*** TEXT SECTION

IDP camp located on Syrian-Jordanian border receives first healthcare in two years

50 patients were exceptionally admitted to a clinic located on a US military base in the al-Rukban camp.
3 min read
01 February, 2022
Opening of the clinic was reportedly due to mounting public pressure by camp's residents. [Image provided by MaT]

On Monday, a clinic opened its doors to civilians in the al-Rukban camp for one day only, the first time the internally displaced person (IDP) camp on the Syrian-Jordanian border has had access to healthcare since the start of the COVID-19 pandemic, almost two years ago.

Abd al-Rizq, a spokesman from the local Syrian-opposition group Maghawir al-Thawra (MaT), told The New Arab that the clinic had accepted and treated 50 patients on Monday, It will be open for only one day to “examine patients with chronic conditions”, the spokesman said, adding that he hoped it could re-open to civilians soon.

Al-Rukban is a makeshift camp of about 12,000 displaced Syrians stranded on the Jordanian border. The camp has no doctors and used to be serviced by a UNICEF clinic across the border in Jordan, but this was closed by the Jordanian government in March 2020 amid the COVID-19 pandemic outbreak.

The clinic is run by MaT and the US-led Coalition to Defeat Daesh/ISIS, who control the roughly 55-kilometer demilitarised zone where the camp is situated. The health centre, which is located on the al-Tanf US military base, does not generally accept civilian patients except in rare circumstances.

The clinic is able to provide almost “all specialised healthcare” in cooperation with the Coalition, the leader of MaT, Brigadier General Mouhanad al-Talla, said on Twitter.

Hussam, a resident of al-Rukban camp speaking under a pseudonym, told The New Arab that the opening of a clinic was “an amazing achievement.”

“We used to be afraid of getting ill because there was no treatment here. Sometimes cases had to be sent to [government-held territory] and some of them died in regime hospitals,” Hussam said.

Without doctors or a proper medical facility, camp residents had to rely on dangerous ad-hoc solutions, or in desperate cases, travel back to regime territory where they risked arrest.

******
*** PROVIDED RECORDS

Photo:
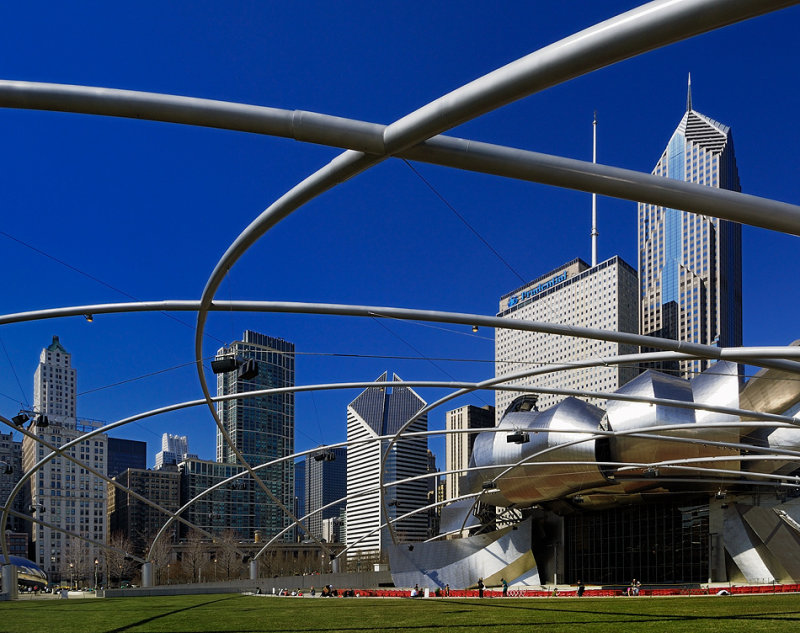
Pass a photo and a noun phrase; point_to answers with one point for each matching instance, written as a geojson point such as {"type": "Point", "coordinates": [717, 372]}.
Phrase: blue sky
{"type": "Point", "coordinates": [148, 208]}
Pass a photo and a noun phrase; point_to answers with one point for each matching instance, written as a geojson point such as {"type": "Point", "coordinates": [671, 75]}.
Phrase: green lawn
{"type": "Point", "coordinates": [240, 614]}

******

- ACTIVITY: Carry on the news article about the al-Rukban camp clinic, beginning right after its final sentence.

- REPLY:
In one particular dramatic case in November 2020, a team of nurses had to perform an 11th-hour Caesarean section with doctors from abroad advising via video call.

According to Hussam, the clinic was opened because of mounting public pressure from residents.  They have held a two-month sit-in starting from December, requesting the international community and the Coalition provide the camp with humanitarian aid.

Demonstrators hosted placards with slogans demanding that the Coalition provide the camp with medicine, education and food aid as “the controlling power in the area”.

Syrian pro-regime forces generally prevent the entry of aid and goods into the demilitarised zone, while Jordan refuses to allow any aid to come into the camp from its territory.

The Coalition does not provide aid to the camp either, saying that it is the responsibility of the Syrian government to provide its citizens with aid. Critics have contended that the Coalition has a responsibility to provide aid to the camp as its controlling power, an assertion US officials have rejected in the past.

The camp has not received any aid since September 2019 and many of its residents suffer from malnutrition, especially the children. Despite this, most residents, including Hussam, refuse to return to regime-held territory for fear of persecution or even torture at the hands of security forces.